> **INPUT MATERIAL**
== Segment start ==

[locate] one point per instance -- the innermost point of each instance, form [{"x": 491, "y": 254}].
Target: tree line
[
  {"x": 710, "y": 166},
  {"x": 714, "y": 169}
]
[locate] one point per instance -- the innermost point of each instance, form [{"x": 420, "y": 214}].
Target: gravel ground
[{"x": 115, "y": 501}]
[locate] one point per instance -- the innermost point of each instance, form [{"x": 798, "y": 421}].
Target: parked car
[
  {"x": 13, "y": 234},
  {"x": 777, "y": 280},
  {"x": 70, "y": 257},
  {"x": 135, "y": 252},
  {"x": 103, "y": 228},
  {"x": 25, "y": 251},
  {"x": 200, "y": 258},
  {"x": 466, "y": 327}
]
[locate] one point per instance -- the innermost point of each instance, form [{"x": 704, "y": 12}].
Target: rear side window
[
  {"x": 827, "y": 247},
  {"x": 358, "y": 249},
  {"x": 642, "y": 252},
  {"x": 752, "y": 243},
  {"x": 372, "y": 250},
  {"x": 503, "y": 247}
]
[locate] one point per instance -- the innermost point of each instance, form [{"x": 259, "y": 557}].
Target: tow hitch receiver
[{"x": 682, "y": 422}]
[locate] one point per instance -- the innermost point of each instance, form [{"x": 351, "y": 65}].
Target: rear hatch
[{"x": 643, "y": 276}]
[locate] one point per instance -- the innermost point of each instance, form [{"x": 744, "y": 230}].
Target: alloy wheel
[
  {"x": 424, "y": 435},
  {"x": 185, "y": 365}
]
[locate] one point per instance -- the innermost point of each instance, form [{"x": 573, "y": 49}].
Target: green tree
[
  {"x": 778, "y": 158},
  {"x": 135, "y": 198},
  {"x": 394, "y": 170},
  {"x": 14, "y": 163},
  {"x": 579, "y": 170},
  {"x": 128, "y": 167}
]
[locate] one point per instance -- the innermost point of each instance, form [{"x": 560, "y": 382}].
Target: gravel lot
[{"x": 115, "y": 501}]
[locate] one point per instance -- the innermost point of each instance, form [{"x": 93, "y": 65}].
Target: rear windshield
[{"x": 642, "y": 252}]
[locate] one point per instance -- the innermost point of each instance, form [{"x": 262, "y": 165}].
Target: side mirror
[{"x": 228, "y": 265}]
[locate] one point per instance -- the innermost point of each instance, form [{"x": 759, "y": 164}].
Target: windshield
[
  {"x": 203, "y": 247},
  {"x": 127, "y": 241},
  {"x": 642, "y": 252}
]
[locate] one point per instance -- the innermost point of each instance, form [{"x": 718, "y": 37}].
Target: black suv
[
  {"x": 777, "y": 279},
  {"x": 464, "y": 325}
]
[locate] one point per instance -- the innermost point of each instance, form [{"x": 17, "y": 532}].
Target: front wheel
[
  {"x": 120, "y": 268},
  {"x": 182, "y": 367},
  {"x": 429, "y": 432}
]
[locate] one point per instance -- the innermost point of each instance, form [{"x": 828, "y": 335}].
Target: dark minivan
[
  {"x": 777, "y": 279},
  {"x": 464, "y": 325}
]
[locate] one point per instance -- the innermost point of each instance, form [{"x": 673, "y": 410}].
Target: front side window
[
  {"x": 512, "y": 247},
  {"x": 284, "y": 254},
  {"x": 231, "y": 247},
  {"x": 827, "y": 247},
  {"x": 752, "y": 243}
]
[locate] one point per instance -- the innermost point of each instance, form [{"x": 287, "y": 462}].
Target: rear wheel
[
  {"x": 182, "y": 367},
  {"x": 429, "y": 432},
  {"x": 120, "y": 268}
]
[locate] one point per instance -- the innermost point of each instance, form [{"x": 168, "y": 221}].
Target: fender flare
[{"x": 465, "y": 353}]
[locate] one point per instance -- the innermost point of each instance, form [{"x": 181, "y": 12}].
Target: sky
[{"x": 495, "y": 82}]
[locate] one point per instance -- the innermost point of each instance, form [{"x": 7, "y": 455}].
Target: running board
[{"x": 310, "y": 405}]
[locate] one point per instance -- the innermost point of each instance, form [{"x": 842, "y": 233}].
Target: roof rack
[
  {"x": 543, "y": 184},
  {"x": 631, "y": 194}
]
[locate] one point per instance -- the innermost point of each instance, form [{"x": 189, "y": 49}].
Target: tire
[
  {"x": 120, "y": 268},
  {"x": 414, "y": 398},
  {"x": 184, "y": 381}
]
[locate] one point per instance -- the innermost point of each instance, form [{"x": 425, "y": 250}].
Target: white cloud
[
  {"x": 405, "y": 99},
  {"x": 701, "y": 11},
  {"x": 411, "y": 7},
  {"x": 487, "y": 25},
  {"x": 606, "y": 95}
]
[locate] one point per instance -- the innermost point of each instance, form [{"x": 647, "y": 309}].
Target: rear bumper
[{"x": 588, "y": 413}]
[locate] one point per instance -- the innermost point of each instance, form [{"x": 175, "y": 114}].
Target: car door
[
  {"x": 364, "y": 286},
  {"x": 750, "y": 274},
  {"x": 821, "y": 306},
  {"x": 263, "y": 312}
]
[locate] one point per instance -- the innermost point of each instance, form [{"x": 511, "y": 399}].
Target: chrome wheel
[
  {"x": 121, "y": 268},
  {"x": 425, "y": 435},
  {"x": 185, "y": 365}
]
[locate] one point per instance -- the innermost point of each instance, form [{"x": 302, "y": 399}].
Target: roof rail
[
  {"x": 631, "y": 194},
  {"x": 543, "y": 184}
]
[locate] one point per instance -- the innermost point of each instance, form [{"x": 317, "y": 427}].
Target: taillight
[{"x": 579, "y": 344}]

== Segment end ==

> **TASK TO COMPLETE**
Return the complete material exactly as it reads.

> **RESULT OF THIS TASK**
[locate] one point per instance -- the innermost point of each instance, form [{"x": 491, "y": 254}].
Target: tree line
[
  {"x": 710, "y": 166},
  {"x": 714, "y": 169}
]
[locate] one point per instance -- the innermost point of each instance, form [{"x": 420, "y": 214}].
Target: gravel ground
[{"x": 115, "y": 501}]
[locate] one point per instance -- the innermost point of each instance, form [{"x": 798, "y": 421}].
Target: parked car
[
  {"x": 13, "y": 234},
  {"x": 777, "y": 280},
  {"x": 70, "y": 257},
  {"x": 135, "y": 252},
  {"x": 103, "y": 228},
  {"x": 25, "y": 251},
  {"x": 200, "y": 258},
  {"x": 466, "y": 327}
]
[locate] one point per instance -- the innermost point of each instance, form [{"x": 704, "y": 12}].
Target: rear side window
[
  {"x": 827, "y": 247},
  {"x": 358, "y": 249},
  {"x": 642, "y": 252},
  {"x": 752, "y": 243},
  {"x": 372, "y": 250},
  {"x": 503, "y": 247}
]
[locate] one point per instance -- the innermost point of each instance, form [{"x": 259, "y": 557}].
Target: tow hitch receiver
[{"x": 682, "y": 422}]
[locate] one point per instance -- the innermost point of each instance, form [{"x": 351, "y": 65}].
Target: rear hatch
[{"x": 643, "y": 276}]
[locate] one point per instance -- the innermost point of each instance, form [{"x": 744, "y": 230}].
Target: alloy wheel
[
  {"x": 424, "y": 435},
  {"x": 185, "y": 365}
]
[locate] one point per instance -- the innermost point of each instance, form [{"x": 573, "y": 49}].
Target: green tree
[
  {"x": 778, "y": 158},
  {"x": 135, "y": 198},
  {"x": 394, "y": 170},
  {"x": 14, "y": 163},
  {"x": 579, "y": 170},
  {"x": 128, "y": 167}
]
[locate] one point per instance -- the innermost point of each instance, form [{"x": 560, "y": 382}].
Target: gravel lot
[{"x": 115, "y": 501}]
[locate] one point per instance -- the innermost point of each instance, form [{"x": 93, "y": 65}].
Target: rear windshield
[{"x": 642, "y": 252}]
[locate] one point per instance -- the innermost point of each instance, form [{"x": 262, "y": 165}].
Target: side mirror
[{"x": 228, "y": 265}]
[locate] one point per instance -- the innermost point of each instance, form [{"x": 759, "y": 164}].
Target: windshield
[
  {"x": 203, "y": 247},
  {"x": 127, "y": 241},
  {"x": 642, "y": 252}
]
[locate] one point per instance -- the innermost point of each instance, form [{"x": 718, "y": 37}].
Target: black suv
[
  {"x": 777, "y": 279},
  {"x": 464, "y": 325}
]
[locate] one point per instance -- the innermost point of each instance, form [{"x": 17, "y": 532}].
Target: front wheel
[
  {"x": 120, "y": 268},
  {"x": 182, "y": 367},
  {"x": 429, "y": 432}
]
[locate] one point per instance -- the innermost point of each instance, form [{"x": 828, "y": 335}].
Target: dark minivan
[
  {"x": 777, "y": 279},
  {"x": 464, "y": 325}
]
[locate] one point per instance -- the innermost point of each instance, form [{"x": 673, "y": 410}].
Target: front side window
[
  {"x": 512, "y": 247},
  {"x": 284, "y": 254},
  {"x": 231, "y": 247},
  {"x": 827, "y": 247},
  {"x": 752, "y": 243}
]
[locate] one point per instance -- the innermost point of each instance, form [{"x": 287, "y": 462}].
Target: rear wheel
[
  {"x": 182, "y": 367},
  {"x": 429, "y": 432},
  {"x": 120, "y": 268}
]
[locate] one point per instance -- the innermost point of each instance, form [{"x": 168, "y": 221}].
Target: fender flare
[{"x": 465, "y": 353}]
[locate] one point per instance -- the innermost point of each instance, form [{"x": 181, "y": 12}].
Target: sky
[{"x": 495, "y": 82}]
[locate] one point per instance -- the innermost point of each instance, form [{"x": 7, "y": 455}].
Target: running board
[{"x": 310, "y": 405}]
[locate] one point per instance -- the innermost point of each instance, form [{"x": 842, "y": 233}].
Target: roof rack
[
  {"x": 543, "y": 184},
  {"x": 631, "y": 194}
]
[locate] one point per instance -- the innermost point of each instance, form [{"x": 189, "y": 49}].
Target: tire
[
  {"x": 120, "y": 268},
  {"x": 414, "y": 398},
  {"x": 184, "y": 381}
]
[locate] one point per instance -- the innermost point of each instance, form [{"x": 425, "y": 250}].
Target: white cloud
[
  {"x": 405, "y": 99},
  {"x": 701, "y": 11},
  {"x": 411, "y": 7},
  {"x": 487, "y": 25},
  {"x": 606, "y": 95}
]
[locate] one point per instance -- the innermost point of each instance, form [{"x": 647, "y": 309}].
Target: rear bumper
[{"x": 588, "y": 413}]
[locate] one point per instance -- the innermost point of each instance, form [{"x": 175, "y": 114}].
Target: car door
[
  {"x": 364, "y": 286},
  {"x": 750, "y": 274},
  {"x": 821, "y": 306},
  {"x": 263, "y": 312}
]
[locate] one point per instance -- the innermost point of each instance, form [{"x": 511, "y": 399}].
Target: chrome wheel
[
  {"x": 121, "y": 268},
  {"x": 425, "y": 435},
  {"x": 185, "y": 365}
]
[locate] one point per instance -- the innermost point of each instance, form [{"x": 302, "y": 399}].
Target: roof rail
[
  {"x": 631, "y": 194},
  {"x": 543, "y": 184}
]
[locate] one point per instance -- the innermost point of each instance, form [{"x": 317, "y": 427}].
Target: taillight
[{"x": 579, "y": 344}]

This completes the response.